### [TASK TO CARRY OUT]
Please copy out the following records line for line, without changing anything.

**********

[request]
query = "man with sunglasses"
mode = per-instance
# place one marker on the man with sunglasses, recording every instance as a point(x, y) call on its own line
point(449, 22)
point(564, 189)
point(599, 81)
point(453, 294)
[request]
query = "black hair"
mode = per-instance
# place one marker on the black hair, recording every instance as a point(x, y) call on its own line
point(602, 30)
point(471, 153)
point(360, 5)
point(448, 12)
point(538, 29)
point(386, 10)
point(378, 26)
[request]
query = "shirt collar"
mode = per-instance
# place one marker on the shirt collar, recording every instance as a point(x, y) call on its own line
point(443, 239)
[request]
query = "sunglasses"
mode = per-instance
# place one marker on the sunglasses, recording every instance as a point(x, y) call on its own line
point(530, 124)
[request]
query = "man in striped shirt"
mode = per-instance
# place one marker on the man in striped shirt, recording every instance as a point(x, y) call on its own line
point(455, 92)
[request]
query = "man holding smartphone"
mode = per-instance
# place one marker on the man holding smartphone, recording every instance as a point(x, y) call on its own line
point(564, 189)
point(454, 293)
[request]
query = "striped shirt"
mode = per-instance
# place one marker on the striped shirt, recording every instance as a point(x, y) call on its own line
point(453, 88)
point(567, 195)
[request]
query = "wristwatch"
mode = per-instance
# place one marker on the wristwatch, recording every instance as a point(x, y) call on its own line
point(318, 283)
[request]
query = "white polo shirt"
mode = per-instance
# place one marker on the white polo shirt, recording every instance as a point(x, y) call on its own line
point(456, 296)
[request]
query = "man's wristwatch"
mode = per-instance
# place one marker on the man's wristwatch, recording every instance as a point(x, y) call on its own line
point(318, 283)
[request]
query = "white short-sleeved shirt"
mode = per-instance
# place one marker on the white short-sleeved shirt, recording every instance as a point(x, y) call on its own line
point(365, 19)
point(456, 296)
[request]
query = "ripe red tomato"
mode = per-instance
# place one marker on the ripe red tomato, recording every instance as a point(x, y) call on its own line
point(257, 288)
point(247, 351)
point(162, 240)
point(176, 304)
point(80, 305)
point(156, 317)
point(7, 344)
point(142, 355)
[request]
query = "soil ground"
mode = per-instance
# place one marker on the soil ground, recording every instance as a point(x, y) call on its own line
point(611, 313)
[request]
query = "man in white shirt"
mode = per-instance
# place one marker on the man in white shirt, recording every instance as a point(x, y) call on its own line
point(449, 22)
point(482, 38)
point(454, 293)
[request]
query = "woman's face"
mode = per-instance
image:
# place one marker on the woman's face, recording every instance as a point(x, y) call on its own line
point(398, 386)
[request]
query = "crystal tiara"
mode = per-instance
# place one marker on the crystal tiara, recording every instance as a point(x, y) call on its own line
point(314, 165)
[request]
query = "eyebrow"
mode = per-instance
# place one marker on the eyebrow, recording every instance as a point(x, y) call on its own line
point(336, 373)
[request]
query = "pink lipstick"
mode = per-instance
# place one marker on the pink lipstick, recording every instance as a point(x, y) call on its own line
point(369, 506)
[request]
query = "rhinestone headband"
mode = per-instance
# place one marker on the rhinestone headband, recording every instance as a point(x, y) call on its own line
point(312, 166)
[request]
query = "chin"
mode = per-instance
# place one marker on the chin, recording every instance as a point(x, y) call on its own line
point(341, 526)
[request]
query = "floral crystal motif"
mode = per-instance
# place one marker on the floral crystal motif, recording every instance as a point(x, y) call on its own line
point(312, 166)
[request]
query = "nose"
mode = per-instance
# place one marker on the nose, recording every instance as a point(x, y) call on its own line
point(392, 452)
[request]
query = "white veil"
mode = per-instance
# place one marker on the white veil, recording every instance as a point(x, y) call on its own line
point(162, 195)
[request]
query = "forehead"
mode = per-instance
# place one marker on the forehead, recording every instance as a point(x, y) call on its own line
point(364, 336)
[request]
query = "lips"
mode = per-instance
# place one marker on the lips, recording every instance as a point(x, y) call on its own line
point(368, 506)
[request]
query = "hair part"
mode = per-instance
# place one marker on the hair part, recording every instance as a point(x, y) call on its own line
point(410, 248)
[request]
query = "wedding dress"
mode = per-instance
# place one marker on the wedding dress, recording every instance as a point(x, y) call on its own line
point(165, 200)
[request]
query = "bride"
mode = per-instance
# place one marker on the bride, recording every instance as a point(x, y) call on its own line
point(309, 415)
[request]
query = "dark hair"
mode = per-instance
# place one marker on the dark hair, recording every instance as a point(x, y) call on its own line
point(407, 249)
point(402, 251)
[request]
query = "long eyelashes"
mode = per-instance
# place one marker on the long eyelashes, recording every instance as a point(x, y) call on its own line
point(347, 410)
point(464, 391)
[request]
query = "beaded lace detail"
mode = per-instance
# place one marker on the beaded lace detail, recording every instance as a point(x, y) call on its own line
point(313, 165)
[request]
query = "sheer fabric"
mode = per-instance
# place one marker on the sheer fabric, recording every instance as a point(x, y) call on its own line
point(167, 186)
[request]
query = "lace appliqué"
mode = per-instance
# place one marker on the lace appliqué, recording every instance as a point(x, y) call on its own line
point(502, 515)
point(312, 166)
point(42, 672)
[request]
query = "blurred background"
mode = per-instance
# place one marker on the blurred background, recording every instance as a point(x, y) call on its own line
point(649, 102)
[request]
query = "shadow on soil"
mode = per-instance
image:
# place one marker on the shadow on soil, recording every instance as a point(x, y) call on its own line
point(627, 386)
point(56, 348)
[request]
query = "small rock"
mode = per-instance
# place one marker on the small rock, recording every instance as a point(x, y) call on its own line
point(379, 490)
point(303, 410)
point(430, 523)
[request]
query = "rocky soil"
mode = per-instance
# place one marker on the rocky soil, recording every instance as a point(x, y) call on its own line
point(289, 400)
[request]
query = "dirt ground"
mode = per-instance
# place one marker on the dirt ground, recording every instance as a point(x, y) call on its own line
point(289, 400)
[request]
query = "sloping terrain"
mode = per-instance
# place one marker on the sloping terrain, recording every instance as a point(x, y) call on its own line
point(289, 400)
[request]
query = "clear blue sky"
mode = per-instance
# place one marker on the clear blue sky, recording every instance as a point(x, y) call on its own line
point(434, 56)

**********

### [EXERCISE RESULT]
[request]
query = "man with sunglasses"
mode = per-instance
# place one marker on the man with sunglasses, recording every instance as a point(x, y) call on its own line
point(449, 22)
point(564, 189)
point(599, 81)
point(453, 294)
[request]
query = "black hair"
mode = per-instance
# place one marker on the black hair, recording every instance as a point(x, y) call on its own line
point(602, 30)
point(471, 153)
point(360, 5)
point(448, 12)
point(538, 29)
point(386, 10)
point(378, 26)
[request]
query = "shirt collar"
mode = per-instance
# place one marker on the shirt collar, recording every instance as a point(x, y) call on its own line
point(443, 239)
[request]
query = "sunglasses"
mode = per-instance
# place one marker on the sunglasses, recording every instance as a point(x, y) call on its own line
point(530, 124)
[request]
query = "man in striped shirt"
mode = per-instance
# place one marker on the man in striped shirt, recording every instance as a point(x, y) call on its own line
point(455, 92)
[request]
query = "man holding smartphone"
mode = per-instance
# place one marker on the man holding smartphone, recording every instance as a point(x, y) call on its own line
point(564, 189)
point(454, 293)
[request]
query = "striped shirt"
mode = per-instance
# place one marker on the striped shirt, recording every instance as a point(x, y) call on its own line
point(453, 88)
point(567, 195)
[request]
query = "wristwatch"
mode = per-instance
# place one marker on the wristwatch, recording every instance as a point(x, y) call on its own line
point(318, 283)
[request]
query = "white polo shirt"
mode = per-instance
# place one marker on the white polo shirt, recording every instance as a point(x, y) call on its own line
point(456, 296)
[request]
query = "man's wristwatch"
mode = per-instance
# place one marker on the man's wristwatch, recording every instance as a point(x, y) call on its own line
point(318, 283)
[request]
query = "white short-sleeved shirt"
mode = per-instance
# place one marker on the white short-sleeved shirt, recording every instance as a point(x, y) call on its own line
point(365, 19)
point(456, 296)
[request]
query = "ripe red tomato"
mode = per-instance
# place one marker on the ripe red tomato, recording every instance as a point(x, y) call on its own line
point(257, 288)
point(247, 351)
point(162, 240)
point(176, 304)
point(80, 305)
point(156, 317)
point(7, 344)
point(142, 355)
[request]
query = "soil ground"
mode = per-instance
# place one marker on the soil ground, recording every instance as a point(x, y) call on its own line
point(611, 313)
[request]
query = "man in white shirt"
mode = per-instance
# place one marker on the man in white shirt, recording every instance as a point(x, y) call on its own line
point(449, 22)
point(482, 38)
point(454, 293)
[request]
query = "woman's face"
mode = per-instance
image:
# place one marker on the woman's face, recording every instance as a point(x, y) call on its own line
point(398, 386)
[request]
query = "crystal tiara"
mode = per-instance
# place one marker on the crystal tiara, recording every instance as a point(x, y) call on its own line
point(314, 165)
[request]
query = "eyebrow"
mode = per-instance
# place one marker on the eyebrow, recording every instance as a point(x, y) call on its own line
point(336, 373)
[request]
query = "pink lipstick"
mode = per-instance
# place one marker on the pink lipstick, recording every instance as a point(x, y) call on its own line
point(369, 506)
[request]
query = "rhinestone headband"
mode = per-instance
# place one marker on the rhinestone headband, recording every instance as a point(x, y) call on its own line
point(312, 166)
[request]
query = "chin"
mode = per-instance
# place one marker on the chin, recording every instance as a point(x, y) call on its own line
point(341, 526)
[request]
query = "floral crystal motif"
mode = per-instance
# place one marker on the floral crystal motif, recording every instance as a point(x, y) call on its own line
point(312, 166)
[request]
query = "nose"
mode = per-instance
# place one marker on the nose, recording every instance as a point(x, y) call on its own line
point(392, 452)
[request]
query = "white veil"
mode = per-instance
# place one marker on the white veil, recording every instance as a point(x, y) call on its own line
point(162, 195)
[request]
query = "forehead"
mode = per-instance
# place one marker on the forehead, recording every instance as a point(x, y) call on its own line
point(364, 336)
[request]
query = "lips"
mode = per-instance
# place one marker on the lips, recording every instance as a point(x, y) call on its own line
point(368, 506)
[request]
query = "hair part"
mode = per-instance
# place one marker on the hair part, recording every instance as a point(x, y) call on its own line
point(410, 248)
[request]
query = "wedding dress"
mode = per-instance
# place one marker on the wedding dress, recording every instance as a point(x, y) call on its own line
point(165, 200)
[request]
query = "bride"
mode = per-instance
# place one marker on the bride, recording every instance as a point(x, y) call on its own line
point(309, 415)
[request]
query = "dark hair"
mode = per-instance
# place one marker on the dark hair, recording every instance as a point(x, y) call on its own line
point(407, 249)
point(402, 251)
[request]
query = "long eyelashes"
mode = per-instance
# place one marker on the long eyelashes, recording every instance as a point(x, y) call on its own line
point(347, 410)
point(464, 391)
[request]
query = "beaded lace detail"
mode = per-instance
# place one marker on the beaded lace detail, recording every instance as a point(x, y) call on its own line
point(313, 165)
[request]
query = "sheer fabric"
mode = per-instance
# place one marker on the sheer fabric, recording every instance as a point(x, y) call on its own line
point(167, 186)
[request]
query = "lace appliqué"
mode = per-instance
# place one marker on the lace appliqué, recording every instance as a point(x, y) call on its own line
point(502, 515)
point(312, 166)
point(42, 672)
[request]
query = "blurred background"
mode = per-instance
# place one marker on the blurred background, recording every instance as a point(x, y) call on its own line
point(649, 102)
[request]
query = "shadow on soil"
mode = per-instance
image:
# place one marker on the shadow on soil, recording every instance as a point(x, y) call on its own line
point(627, 386)
point(56, 348)
[request]
query = "small rock"
mode = per-instance
# place one marker on the small rock, recording every instance as a point(x, y) call on its own line
point(379, 490)
point(303, 410)
point(430, 523)
[request]
query = "rocky soil"
mode = per-instance
# place one marker on the rocky soil, recording every instance as a point(x, y) call on its own line
point(289, 400)
[request]
query = "dirt ground"
mode = per-instance
# place one marker on the dirt ground, recording every instance as a point(x, y) call on its own line
point(289, 400)
[request]
query = "sloping terrain"
mode = per-instance
# place one marker on the sloping terrain, recording every instance as a point(x, y) call on its own line
point(289, 400)
[request]
query = "clear blue sky"
mode = per-instance
# place one marker on the clear blue sky, recording every instance as a point(x, y) call on its own line
point(434, 56)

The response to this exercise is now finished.